§ **What you should do**: Output the lines of the items below as a JSON list of strings, one string per line, starting at the line containing "Final verification step: confirm the presence of white rock" and ending at the line containing "[355,177,381,220]", with both of those lines included. Leave out blank lines and the pictures.

§ **Record extracts**:
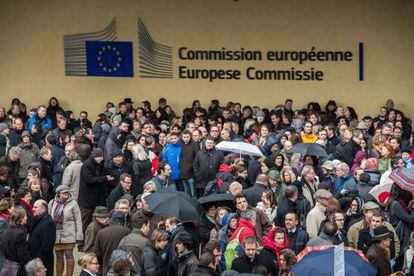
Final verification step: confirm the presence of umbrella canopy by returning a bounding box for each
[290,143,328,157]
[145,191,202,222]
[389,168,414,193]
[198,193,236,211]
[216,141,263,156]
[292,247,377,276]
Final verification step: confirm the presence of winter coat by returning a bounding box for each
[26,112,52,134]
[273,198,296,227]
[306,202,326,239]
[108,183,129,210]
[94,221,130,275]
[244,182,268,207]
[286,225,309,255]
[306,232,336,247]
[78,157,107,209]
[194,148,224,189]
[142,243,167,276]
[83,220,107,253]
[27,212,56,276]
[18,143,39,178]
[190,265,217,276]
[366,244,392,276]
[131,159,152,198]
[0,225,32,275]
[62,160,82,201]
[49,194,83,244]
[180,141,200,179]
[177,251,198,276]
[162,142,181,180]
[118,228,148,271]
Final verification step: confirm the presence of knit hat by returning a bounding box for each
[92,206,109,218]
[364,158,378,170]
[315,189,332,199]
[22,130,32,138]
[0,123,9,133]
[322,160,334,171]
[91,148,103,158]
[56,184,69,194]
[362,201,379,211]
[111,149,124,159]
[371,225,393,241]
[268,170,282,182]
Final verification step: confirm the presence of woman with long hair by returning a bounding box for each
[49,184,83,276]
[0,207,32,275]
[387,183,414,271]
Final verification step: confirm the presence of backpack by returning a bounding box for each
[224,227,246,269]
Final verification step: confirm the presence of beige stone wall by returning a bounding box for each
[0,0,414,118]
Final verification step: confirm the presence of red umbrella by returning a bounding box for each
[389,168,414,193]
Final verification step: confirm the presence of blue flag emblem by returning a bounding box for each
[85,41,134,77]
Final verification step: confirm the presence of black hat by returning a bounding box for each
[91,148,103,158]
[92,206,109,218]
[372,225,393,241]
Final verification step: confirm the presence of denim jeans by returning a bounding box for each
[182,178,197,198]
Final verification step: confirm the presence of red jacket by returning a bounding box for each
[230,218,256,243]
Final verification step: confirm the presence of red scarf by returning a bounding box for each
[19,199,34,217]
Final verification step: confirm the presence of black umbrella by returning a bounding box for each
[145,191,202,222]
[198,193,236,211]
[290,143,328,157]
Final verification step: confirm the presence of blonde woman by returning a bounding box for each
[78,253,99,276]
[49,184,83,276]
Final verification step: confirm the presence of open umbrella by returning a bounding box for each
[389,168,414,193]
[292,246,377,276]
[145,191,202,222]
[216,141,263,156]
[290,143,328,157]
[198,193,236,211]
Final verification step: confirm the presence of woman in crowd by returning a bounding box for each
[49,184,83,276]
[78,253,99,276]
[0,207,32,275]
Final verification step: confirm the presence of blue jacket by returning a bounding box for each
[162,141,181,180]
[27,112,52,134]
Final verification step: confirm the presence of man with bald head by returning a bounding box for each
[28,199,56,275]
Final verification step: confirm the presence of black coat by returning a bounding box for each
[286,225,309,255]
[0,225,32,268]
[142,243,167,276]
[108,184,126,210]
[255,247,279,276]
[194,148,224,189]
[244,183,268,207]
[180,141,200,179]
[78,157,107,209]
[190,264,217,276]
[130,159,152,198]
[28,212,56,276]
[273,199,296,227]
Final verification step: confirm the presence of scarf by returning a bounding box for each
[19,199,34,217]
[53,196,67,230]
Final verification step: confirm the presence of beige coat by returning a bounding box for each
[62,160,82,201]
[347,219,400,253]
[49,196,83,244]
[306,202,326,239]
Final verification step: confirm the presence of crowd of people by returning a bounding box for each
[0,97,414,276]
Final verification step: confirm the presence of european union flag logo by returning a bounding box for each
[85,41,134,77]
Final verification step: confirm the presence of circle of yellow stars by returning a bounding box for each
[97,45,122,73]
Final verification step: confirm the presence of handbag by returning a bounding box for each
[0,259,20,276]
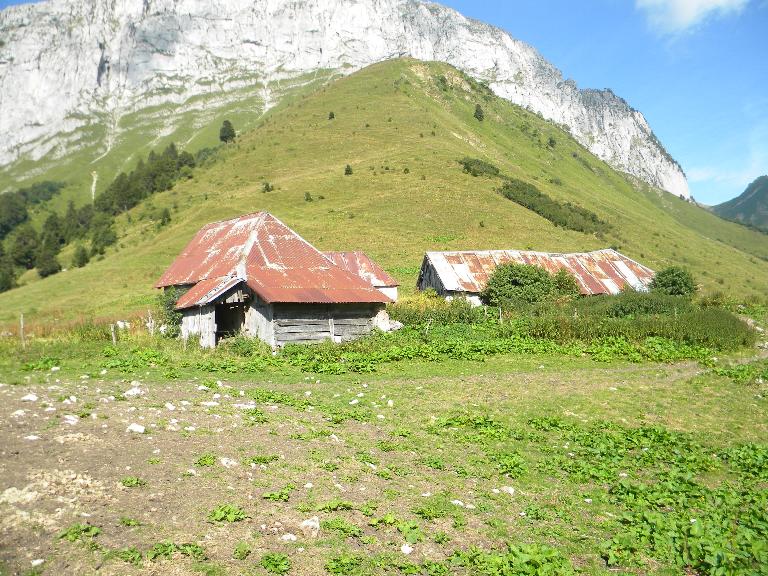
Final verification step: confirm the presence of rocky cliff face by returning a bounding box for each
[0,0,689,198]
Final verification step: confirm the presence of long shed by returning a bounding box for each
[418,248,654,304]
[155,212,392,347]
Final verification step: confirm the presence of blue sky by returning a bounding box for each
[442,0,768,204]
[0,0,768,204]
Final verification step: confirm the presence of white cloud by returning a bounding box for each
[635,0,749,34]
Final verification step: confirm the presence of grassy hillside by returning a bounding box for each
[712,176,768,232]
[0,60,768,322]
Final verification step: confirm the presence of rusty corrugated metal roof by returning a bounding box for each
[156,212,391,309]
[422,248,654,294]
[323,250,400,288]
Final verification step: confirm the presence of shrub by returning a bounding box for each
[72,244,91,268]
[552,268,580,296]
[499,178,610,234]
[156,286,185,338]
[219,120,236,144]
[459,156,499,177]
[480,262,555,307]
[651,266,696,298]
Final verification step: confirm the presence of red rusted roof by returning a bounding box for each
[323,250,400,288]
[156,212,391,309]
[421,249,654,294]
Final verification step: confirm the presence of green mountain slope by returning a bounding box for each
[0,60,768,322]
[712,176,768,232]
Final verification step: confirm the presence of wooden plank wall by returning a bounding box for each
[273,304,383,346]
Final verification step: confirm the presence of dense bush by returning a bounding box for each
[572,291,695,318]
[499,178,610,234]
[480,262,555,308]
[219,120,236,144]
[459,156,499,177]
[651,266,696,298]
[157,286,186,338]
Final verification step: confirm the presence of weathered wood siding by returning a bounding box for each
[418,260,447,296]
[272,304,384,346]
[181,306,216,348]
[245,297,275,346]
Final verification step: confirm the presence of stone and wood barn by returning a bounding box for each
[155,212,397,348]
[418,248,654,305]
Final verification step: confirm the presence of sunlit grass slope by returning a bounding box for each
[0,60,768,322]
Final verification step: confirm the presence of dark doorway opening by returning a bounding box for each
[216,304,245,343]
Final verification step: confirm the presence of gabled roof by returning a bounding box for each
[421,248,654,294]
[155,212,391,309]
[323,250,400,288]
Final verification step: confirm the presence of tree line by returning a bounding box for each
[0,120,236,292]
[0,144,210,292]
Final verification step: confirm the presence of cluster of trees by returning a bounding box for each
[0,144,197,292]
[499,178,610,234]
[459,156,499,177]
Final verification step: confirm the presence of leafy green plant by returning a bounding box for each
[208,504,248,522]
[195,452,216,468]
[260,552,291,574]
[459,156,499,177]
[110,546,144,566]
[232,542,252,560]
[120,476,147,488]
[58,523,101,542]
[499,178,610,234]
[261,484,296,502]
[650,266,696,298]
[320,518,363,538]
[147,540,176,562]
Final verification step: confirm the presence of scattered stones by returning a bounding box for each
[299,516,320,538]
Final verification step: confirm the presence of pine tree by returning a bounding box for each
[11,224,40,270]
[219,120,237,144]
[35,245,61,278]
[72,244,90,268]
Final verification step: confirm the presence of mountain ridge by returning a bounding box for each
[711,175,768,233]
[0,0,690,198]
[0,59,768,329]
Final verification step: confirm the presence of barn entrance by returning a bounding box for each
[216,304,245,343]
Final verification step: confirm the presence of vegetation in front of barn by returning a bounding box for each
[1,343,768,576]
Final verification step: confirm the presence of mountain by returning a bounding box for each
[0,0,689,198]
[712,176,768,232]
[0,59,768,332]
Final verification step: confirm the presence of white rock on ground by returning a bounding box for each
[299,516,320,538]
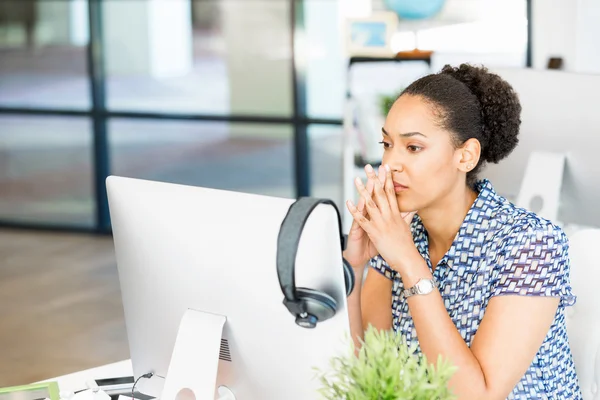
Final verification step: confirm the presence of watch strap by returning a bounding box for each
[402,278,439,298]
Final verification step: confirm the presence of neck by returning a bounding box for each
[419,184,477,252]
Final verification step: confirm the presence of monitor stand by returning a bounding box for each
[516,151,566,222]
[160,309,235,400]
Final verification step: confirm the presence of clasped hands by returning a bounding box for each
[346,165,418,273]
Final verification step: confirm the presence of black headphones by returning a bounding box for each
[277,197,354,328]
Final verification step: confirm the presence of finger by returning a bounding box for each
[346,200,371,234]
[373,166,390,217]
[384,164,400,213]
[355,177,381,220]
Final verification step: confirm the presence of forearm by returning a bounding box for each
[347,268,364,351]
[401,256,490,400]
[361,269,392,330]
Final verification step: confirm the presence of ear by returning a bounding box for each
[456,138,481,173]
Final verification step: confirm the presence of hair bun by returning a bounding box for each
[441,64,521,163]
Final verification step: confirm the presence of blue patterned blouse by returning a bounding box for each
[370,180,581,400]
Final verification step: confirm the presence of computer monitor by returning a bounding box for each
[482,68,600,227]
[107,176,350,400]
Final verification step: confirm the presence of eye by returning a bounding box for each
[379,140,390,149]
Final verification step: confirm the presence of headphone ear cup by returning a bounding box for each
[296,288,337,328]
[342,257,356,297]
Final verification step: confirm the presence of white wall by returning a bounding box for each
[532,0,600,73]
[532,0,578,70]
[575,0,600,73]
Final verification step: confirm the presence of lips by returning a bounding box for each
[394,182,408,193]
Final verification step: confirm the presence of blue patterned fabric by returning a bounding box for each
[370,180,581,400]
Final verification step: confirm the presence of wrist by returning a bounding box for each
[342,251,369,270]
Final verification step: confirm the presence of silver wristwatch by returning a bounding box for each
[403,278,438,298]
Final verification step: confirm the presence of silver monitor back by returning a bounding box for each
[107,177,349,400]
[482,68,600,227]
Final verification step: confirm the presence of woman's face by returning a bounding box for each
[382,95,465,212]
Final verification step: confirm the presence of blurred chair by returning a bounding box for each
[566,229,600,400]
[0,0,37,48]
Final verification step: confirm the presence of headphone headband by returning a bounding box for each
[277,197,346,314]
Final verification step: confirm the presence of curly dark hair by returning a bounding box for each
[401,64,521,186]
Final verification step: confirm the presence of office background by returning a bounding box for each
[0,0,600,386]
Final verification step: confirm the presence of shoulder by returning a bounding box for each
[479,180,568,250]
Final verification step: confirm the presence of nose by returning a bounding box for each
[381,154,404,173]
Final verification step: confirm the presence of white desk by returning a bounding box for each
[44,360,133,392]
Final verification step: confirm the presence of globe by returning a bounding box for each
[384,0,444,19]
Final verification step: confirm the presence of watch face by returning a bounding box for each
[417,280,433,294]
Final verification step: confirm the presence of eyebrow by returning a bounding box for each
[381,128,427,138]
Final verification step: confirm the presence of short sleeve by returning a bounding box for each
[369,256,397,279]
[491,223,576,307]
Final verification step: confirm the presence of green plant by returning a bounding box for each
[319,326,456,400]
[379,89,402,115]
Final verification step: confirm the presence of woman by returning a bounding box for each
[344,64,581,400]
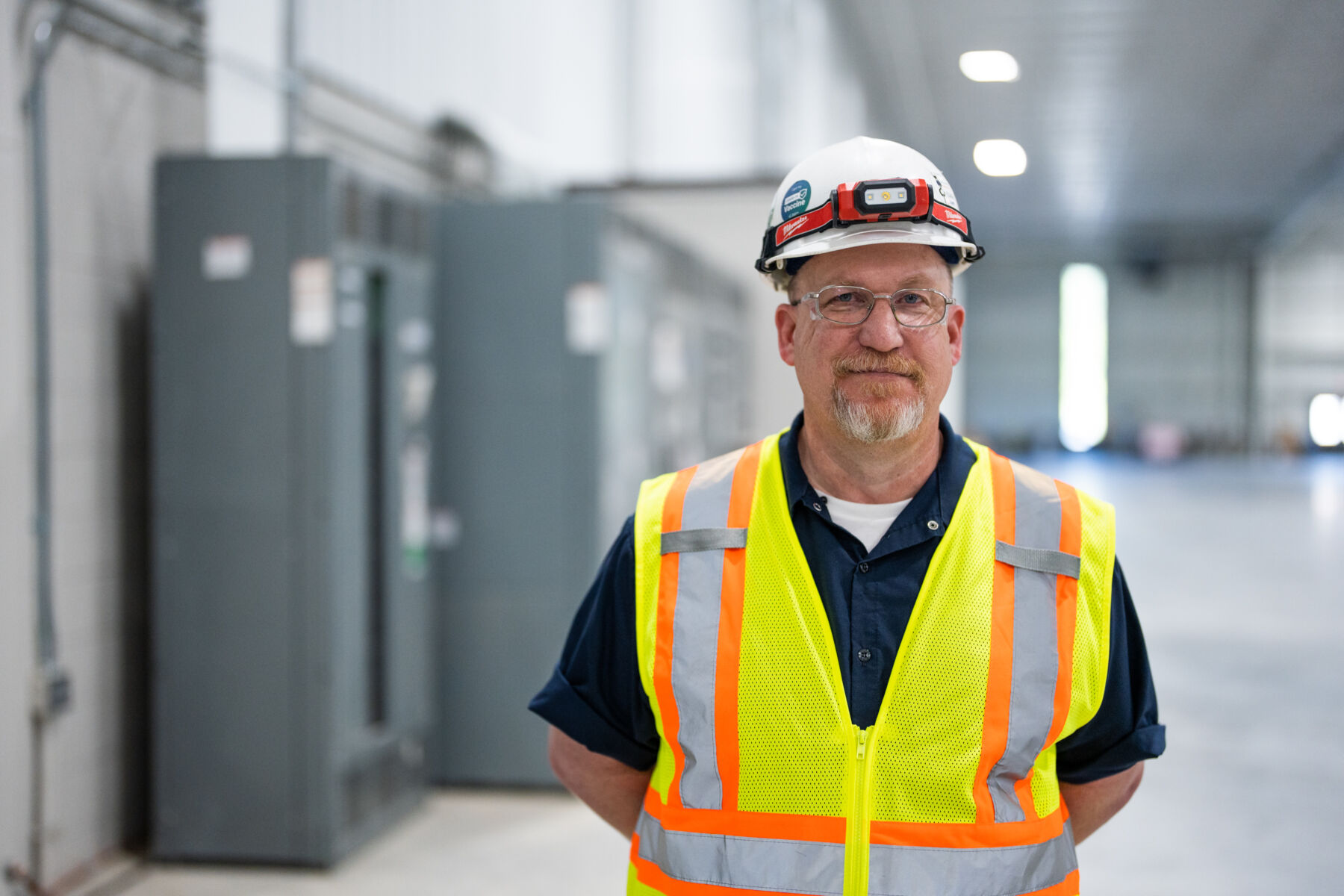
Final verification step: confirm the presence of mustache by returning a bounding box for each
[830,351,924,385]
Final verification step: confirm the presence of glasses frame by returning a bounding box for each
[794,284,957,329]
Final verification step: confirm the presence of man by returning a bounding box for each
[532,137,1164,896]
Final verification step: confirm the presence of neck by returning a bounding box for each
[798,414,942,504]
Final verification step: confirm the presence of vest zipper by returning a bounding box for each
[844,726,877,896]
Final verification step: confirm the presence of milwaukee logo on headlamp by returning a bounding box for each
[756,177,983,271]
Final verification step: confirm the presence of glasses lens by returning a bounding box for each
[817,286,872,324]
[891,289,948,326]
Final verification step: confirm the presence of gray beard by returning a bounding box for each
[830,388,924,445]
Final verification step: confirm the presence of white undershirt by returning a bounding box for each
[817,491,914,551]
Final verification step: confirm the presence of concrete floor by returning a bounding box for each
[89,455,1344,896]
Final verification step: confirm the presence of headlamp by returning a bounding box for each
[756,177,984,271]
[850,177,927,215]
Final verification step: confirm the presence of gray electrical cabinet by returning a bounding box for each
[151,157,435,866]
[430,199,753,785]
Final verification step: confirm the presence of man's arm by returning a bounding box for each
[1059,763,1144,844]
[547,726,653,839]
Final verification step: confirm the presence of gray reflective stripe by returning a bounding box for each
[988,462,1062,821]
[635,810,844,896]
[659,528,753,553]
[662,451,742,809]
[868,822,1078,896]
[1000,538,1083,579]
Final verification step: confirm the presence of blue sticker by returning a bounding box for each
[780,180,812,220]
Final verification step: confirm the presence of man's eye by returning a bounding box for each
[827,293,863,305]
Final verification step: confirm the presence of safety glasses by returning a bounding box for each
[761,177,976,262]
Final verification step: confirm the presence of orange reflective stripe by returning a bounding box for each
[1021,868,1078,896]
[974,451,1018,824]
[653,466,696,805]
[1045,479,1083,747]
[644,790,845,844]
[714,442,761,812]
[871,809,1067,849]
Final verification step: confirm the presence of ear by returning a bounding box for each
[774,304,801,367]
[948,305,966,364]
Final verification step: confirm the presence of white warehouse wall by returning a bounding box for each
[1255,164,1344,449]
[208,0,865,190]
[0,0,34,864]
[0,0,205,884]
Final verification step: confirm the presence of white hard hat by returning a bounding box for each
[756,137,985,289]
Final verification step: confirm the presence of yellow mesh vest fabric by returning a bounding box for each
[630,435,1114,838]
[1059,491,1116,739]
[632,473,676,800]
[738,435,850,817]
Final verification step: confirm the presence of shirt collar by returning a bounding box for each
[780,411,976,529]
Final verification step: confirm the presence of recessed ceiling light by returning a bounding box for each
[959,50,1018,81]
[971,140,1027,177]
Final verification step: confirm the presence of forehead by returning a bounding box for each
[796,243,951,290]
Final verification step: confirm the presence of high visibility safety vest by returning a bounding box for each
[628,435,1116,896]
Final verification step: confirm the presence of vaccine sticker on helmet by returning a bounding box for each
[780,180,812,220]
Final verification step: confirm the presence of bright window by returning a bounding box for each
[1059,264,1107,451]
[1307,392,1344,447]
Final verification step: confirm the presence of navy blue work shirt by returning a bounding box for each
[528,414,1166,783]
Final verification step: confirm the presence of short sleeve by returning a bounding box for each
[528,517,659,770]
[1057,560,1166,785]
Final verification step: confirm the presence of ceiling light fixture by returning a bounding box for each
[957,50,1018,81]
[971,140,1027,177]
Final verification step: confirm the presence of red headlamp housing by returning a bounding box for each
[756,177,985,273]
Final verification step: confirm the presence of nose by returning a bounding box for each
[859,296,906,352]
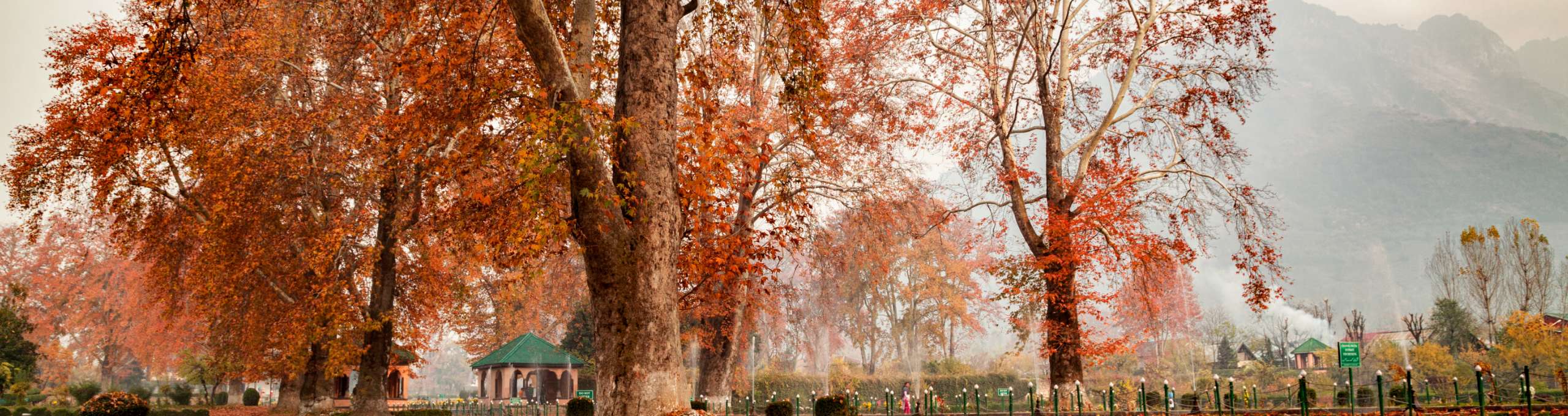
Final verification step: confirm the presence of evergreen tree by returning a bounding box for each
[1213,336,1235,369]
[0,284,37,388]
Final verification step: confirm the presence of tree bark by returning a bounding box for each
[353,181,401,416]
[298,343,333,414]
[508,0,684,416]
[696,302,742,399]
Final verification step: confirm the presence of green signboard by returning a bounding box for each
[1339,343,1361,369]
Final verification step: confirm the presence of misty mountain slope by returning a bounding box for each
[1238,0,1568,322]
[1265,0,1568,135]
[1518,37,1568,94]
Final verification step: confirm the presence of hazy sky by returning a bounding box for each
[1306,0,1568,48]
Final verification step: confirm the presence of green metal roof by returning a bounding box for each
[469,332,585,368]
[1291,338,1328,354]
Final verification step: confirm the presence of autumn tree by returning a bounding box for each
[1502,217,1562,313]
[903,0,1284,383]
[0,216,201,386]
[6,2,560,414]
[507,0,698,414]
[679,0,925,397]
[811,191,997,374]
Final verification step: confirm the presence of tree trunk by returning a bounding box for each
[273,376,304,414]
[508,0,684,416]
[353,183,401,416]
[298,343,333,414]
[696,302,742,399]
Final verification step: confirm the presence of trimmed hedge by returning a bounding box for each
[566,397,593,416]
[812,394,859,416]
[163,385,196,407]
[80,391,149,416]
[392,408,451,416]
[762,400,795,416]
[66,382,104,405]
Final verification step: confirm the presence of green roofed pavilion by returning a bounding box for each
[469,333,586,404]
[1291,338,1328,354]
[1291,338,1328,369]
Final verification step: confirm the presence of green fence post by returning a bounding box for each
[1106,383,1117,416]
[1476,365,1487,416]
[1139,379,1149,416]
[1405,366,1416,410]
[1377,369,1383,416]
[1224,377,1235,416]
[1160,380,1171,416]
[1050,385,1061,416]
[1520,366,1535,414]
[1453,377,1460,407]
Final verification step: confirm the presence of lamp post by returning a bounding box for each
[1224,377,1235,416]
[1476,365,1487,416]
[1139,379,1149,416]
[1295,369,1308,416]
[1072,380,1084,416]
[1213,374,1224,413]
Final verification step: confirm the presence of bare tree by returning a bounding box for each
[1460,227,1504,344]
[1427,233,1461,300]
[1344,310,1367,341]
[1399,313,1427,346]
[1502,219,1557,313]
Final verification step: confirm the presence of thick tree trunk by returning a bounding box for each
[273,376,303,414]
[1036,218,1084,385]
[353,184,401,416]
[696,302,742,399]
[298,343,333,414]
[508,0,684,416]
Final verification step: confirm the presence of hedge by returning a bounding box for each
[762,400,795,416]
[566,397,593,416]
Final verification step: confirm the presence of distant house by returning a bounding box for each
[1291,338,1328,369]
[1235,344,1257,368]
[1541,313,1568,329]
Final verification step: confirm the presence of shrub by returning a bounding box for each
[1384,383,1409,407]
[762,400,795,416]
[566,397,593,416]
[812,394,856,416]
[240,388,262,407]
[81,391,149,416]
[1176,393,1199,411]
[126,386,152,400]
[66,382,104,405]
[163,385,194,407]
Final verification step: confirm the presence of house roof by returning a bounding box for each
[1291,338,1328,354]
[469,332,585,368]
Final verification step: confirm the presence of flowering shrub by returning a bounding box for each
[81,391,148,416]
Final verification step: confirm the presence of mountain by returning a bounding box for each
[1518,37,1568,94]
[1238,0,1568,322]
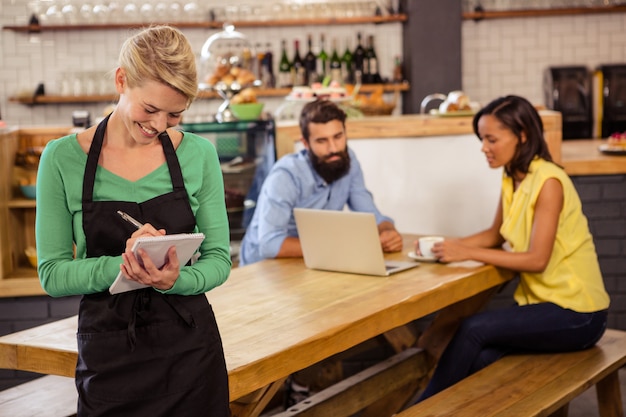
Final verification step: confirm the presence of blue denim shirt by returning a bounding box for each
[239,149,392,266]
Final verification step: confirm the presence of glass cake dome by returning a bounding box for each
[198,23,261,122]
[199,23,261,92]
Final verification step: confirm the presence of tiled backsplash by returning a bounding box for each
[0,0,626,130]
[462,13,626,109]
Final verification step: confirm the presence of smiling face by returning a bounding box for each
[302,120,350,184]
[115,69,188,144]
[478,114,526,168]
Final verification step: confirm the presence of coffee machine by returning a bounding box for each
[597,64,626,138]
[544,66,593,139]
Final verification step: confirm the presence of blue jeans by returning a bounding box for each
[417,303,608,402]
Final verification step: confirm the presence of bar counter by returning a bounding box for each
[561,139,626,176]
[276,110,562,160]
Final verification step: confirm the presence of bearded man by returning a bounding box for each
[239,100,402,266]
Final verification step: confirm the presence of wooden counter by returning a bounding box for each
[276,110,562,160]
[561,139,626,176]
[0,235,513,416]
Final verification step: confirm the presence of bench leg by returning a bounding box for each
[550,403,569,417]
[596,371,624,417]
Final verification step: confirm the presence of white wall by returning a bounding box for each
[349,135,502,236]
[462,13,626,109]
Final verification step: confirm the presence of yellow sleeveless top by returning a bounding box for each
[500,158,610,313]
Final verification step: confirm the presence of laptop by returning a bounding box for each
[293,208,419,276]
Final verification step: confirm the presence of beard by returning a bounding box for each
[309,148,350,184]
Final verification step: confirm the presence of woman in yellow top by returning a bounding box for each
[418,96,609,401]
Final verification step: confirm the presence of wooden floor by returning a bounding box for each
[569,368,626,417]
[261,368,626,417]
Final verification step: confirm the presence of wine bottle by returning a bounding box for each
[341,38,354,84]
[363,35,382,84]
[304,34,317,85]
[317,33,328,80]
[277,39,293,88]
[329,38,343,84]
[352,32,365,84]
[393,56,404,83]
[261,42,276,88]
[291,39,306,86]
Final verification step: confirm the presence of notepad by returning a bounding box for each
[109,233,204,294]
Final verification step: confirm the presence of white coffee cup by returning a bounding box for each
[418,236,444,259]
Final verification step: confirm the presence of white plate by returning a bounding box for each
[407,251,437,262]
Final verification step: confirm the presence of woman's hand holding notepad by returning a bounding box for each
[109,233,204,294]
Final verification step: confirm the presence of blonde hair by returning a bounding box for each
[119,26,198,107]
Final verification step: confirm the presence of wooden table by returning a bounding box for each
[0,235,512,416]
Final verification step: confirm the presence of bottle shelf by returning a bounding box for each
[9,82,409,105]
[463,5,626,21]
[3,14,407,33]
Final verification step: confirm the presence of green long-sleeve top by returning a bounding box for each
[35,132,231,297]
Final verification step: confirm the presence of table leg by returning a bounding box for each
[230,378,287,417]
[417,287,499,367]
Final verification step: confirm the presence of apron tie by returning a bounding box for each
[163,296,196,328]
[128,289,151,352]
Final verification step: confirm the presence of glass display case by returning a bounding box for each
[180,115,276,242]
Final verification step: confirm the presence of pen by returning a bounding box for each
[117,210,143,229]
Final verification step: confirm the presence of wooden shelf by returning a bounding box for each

§ **Written answer**:
[
  "Final verification step: confirm the presence of white rock on ground by returning a bounding box for each",
  "[299,516,320,538]",
  "Final verification step: confirm the presence of watch strap by returning a bounding box for each",
  "[402,278,439,298]",
  "Final verification step: confirm the presence of neck by returning a bounding box for each",
  "[419,184,477,252]",
  "Final verification step: confirm the presence of monitor stand by returning a bounding box for each",
  "[516,151,566,222]",
  "[160,309,235,400]",
  "Final verification step: confirm the presence of clasped hands by returning a bounding box for each",
  "[346,165,418,273]",
  "Final verification step: confirm the presence of black headphones by returning a bounding box for each",
  "[277,197,354,328]",
  "Final verification step: confirm the presence of finger by returning a bounding box for each",
  "[346,200,371,234]",
  "[373,166,390,217]",
  "[384,164,400,213]",
  "[355,177,381,220]"
]